_EXERCISE PASSAGE_:
####

In order to bring consumer prices down to 2019 levels, grocers would have to sell everything at or below their wholesale costs. The biggest mass merchant and discount grocers would be the deepest in the red, since their price increases since 2019 have been much larger than their gross margins needed to operate.
Retailers are now working harder to sell less product. They are introducing more everyday low price private labels, selectively lowering some prices and marketing the hell out of that while raising prices on “rest of store” items to make up for the markdown expenses. Or they are increasing chargebacks, fees and markdown requirements from suppliers, putting more stuff on sale, and using AI to “optimize” pricing and target specific offers and deals to price-wary customers.
But when it comes to affordability, especially compared to prices from just a few years ago, this is all just rearranging deck chairs. The grocery business, in its current incarnation and margin model, can’t solve the affordability crisis.
And so, prices still keep going up.
3-Raining Inflation.

####

_COLLECTED MATERIAL_:
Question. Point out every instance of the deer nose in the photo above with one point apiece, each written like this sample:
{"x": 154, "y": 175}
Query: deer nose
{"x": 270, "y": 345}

####

_TASKS TO COMPLETE_:
**1.** Which things does the grocery pricing passage say retailers are increasing from suppliers? List them all.
**2.** Answer these questions from the grocery pricing passage.
(a) To bring consumer prices down to 2019 levels, at or below what would grocers have to sell everything?
(b) Which grocers would be the deepest in the red?
(c) For what purposes are retailers using AI?
**3.** Decide whether each statement agrees with the grocery pricing passage. Answer yes or no, and quote the words that decide it.
(a) The grocery business, in its current margin model, can solve the affordability crisis.
(b) Retailers are raising prices on "rest of store" items to make up for markdown expenses.
(c) Prices have begun to fall.
Answer from the grocery pricing passage alone.

_ANSWERS BY ITEM NUMBER_:
**1.**
- chargebacks
- fees
- markdown requirements

**2.**
(a) At or below their wholesale costs.
(b) The biggest mass merchant and discount grocers.
(c) To "optimize" pricing and to target specific offers and deals to price-wary customers.

**3.**
(a) No: "can’t solve the affordability crisis"
(b) Yes: "raising prices on “rest of store” items to make up for the markdown expenses"
(c) No: "And so, prices still keep going up."